■ 抜粋本文 ■
北海道のいつもの暮らしを送る
高校の修学旅行の行程のような見出しの通り、仕送りリレーのバトンを京都のこーだいさんにつなぐことになった。
手前味噌だが、北海道には魅力のある品が多くある。とはいえ、北海道の美味しいものはだいたい冷蔵が必要だ。念には念をということで生ものの輸送が禁じられている仕送りリレーのレギュレーションではどうなるだろう。
そう、大谷翔平の抜けた日本ハムみたいだ。生もののある北海道は、もとが化物みたいに強すぎたのだ。
見栄を張っても仕方がない。背伸びをせず、北海道のいつもの暮らしを京都に送ることにしよう。
ということで、北海道でのいつもの暮らしを詰め込んだ仕送りがこちらだ。
みちみちに詰め込んだ北海道からの仕送り、この中に何が入っているのか説明していこう。
やきそば弁当
北海道での暮らしで欠かせないのが、やきそば弁当。このやきそば弁当が支持を得すぎたあまり、北海道では最近までペヤングを見かけることがなかった。
流派は様々だが、中華スープを麺の戻し湯でつくるのがこだわりである。
サッポロクラシック
サッポロビールの看板商品、サッポロクラシック。
北海道の居酒屋のビールはだいたいこのビール。成人してからビールはこれしか飲めないと言っていた後輩がいるくらい飲みやすい味だ。
めんみ
北海道でよく使われているだしつゆ「めんみ」。これは送るかどうか大変悩んだ。
「だし」が親しまれている京都にだしつゆを送るのは大変恐縮なのだが、京都のこーだいさんが北海道のだしをどう感じるのか気になってしまって…。やはり濃い味なのでしょうか…?
グリン麺
めんみを送ったからには麺も送らねば!ということで…。
このグリン麺といい、茶そばといい、北海道の麺はなぜか鮮やかな緑色。グリーンな味わいなのか、ただのひやむぎなのかはぜひ味わって確かめて頂きたいです。
ソラチ 十勝豚丼のたれ
北海道ローカル調味料、豚丼のたれ。
豚肉の薄切りにかけて焼くだけで、豚丼の味が一発できまる代物。豚丼以外にも使えるので、うちの豚肉のショウガ焼きはこのタレの味がほんのりする。
行者ニンニク醤油漬け
北海道で親しまれている山菜、行者ニンニク。ニラやニンニクの芽のような独特の香りで、僕は天ぷらで食べるのが好きだ。
このほかポピュラーな食べ方が醤油漬け。祖父の家にいくと、「これいつ漬けたやつ?」という瓶がザクザク出てくる。
ちょっと香りと塩辛さが強烈ですが…。ご飯にのせたりチャーハンにすると美味しいですよ。
セコマ 山わさび塩ラーメン
北海道で絶大なシェアを誇るコンビニ・セイコーマートのPB商品。

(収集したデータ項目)
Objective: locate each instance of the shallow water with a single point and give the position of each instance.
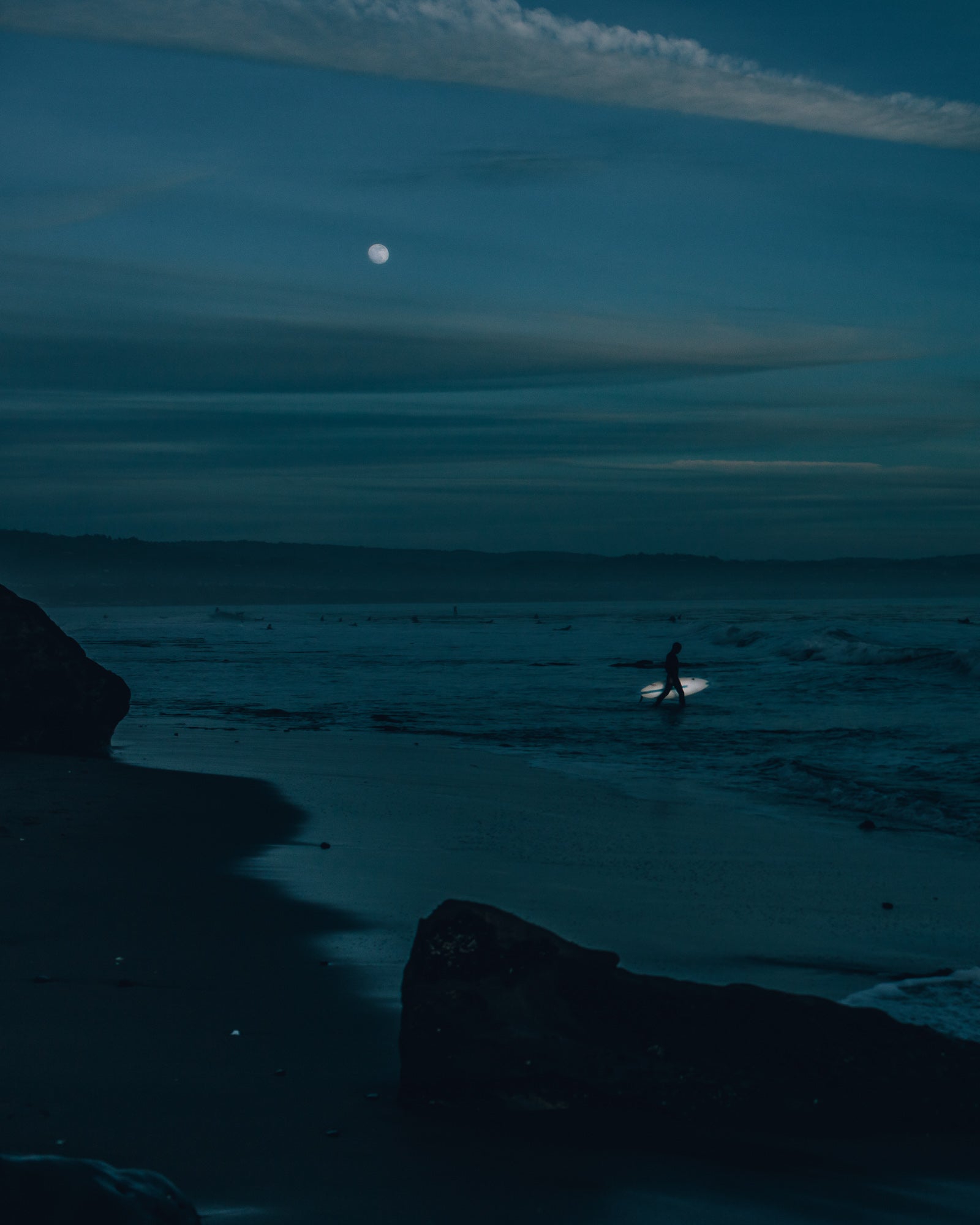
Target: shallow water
(868, 707)
(859, 710)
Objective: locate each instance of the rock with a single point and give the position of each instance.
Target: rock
(498, 1014)
(53, 698)
(62, 1191)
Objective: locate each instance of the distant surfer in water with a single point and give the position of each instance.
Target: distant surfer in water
(672, 667)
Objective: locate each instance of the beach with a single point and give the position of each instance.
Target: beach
(182, 875)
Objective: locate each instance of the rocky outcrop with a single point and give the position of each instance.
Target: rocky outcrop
(502, 1014)
(62, 1191)
(53, 698)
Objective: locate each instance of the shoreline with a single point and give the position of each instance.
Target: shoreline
(123, 861)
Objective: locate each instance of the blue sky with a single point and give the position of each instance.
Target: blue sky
(614, 318)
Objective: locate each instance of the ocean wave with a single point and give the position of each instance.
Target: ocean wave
(949, 1003)
(917, 807)
(840, 647)
(737, 636)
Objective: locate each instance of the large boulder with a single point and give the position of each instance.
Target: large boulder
(499, 1014)
(62, 1191)
(53, 698)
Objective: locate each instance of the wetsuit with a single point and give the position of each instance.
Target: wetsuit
(672, 667)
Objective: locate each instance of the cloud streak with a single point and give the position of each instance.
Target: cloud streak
(500, 45)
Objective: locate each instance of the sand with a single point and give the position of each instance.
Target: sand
(135, 1061)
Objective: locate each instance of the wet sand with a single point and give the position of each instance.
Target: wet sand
(135, 1063)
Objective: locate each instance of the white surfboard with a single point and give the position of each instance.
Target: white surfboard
(689, 684)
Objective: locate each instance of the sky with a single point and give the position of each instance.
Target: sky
(665, 277)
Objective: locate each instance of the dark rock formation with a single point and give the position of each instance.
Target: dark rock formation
(62, 1191)
(500, 1014)
(53, 698)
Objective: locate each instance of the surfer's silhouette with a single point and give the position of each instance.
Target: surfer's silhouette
(672, 667)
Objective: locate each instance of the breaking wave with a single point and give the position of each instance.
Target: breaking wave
(840, 647)
(949, 1003)
(905, 805)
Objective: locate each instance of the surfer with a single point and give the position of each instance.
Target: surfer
(672, 667)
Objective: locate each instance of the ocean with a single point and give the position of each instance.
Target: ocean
(868, 709)
(864, 711)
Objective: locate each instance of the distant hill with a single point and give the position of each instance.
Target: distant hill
(101, 570)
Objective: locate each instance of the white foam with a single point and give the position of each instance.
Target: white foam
(949, 1003)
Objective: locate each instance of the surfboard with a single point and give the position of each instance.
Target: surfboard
(689, 684)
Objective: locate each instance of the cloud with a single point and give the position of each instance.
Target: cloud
(500, 167)
(77, 324)
(500, 45)
(50, 210)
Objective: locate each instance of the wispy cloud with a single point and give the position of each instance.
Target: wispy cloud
(52, 209)
(500, 45)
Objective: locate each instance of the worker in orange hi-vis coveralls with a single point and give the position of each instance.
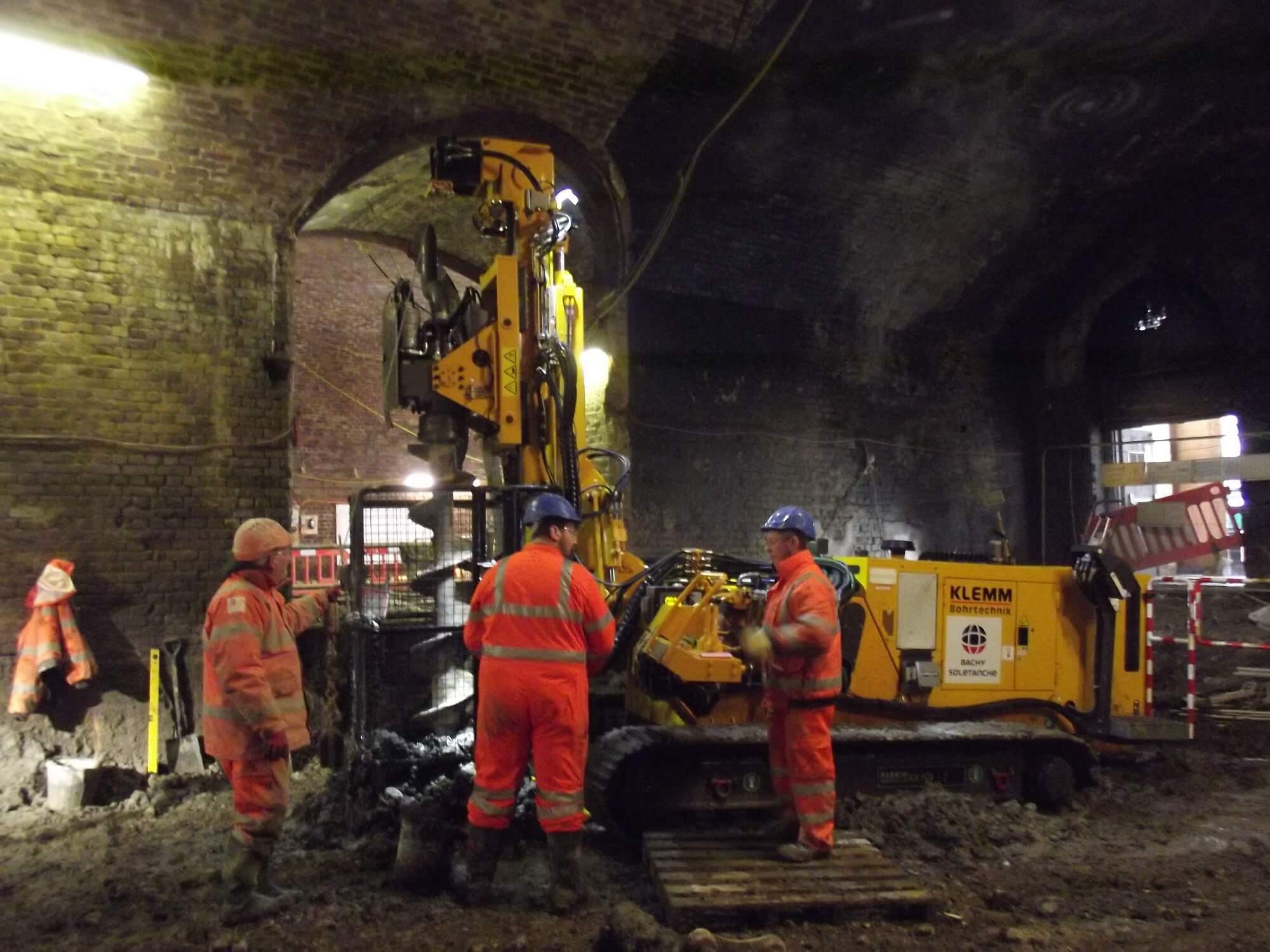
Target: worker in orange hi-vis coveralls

■ 作業内容 ■
(1) 北海道からの仕送りの文を読み、次の問いに答えよ。
(a) 仕送りリレーのレギュレーションで禁じられているのは何か。
(b) やきそば弁当の中華スープは何でつくるのがこだわりだとされているか。
(c) 行者ニンニクを筆者はどう食べるのが好きだと述べているか。
(2) 北海道からの仕送りの文を、最後の文のあとから書き進めよ。
本文のあとに置いたデータ項目は、本文とは切り離された別の資料である。

■ 各課題の解答 ■
(1)
(a) 生ものの輸送
(b) 麺の戻し湯
(c) 天ぷら

(2)
ツーンとくる辛さが強烈な「山わさび」をあしらったラーメンなのだが、僕は食べたことがない。多分かなり、かなり強烈なはずです。ぜひ、ぜひ、気をつけて召し上がってください。
蜂屋 醤油ラーメン
札幌・みそラーメン、函館・塩ラーメンとならんで有名な旭川の醤油ラーメン。
蜂屋は旭川にしかないお店で、煮干し・焦がしラードスープが有名。旭川に行ったら必ず食べに行きます。
この袋麺は道民信頼の「菊水」ブランド! 山わさびラーメンの口直しとしてぜひ…。
北海道の菓子盆
北海道の菓子盆に揃っていがちなラインナップを用意した。
・ハッカ樹氷
・ノースマン
・山親爺
・五勝手屋羊羹
・月寒あんぱん
・べこ餅
ハッカ樹氷はさわやかな豆菓子で、いわば和のフリスクだ。ひもで切るのが楽しい五勝手屋羊羹や、「でてきたでてきた山親爺」のCMソングが有名な山親爺、北海道の端午の節句で出てくるべこ餅などもどうぞ!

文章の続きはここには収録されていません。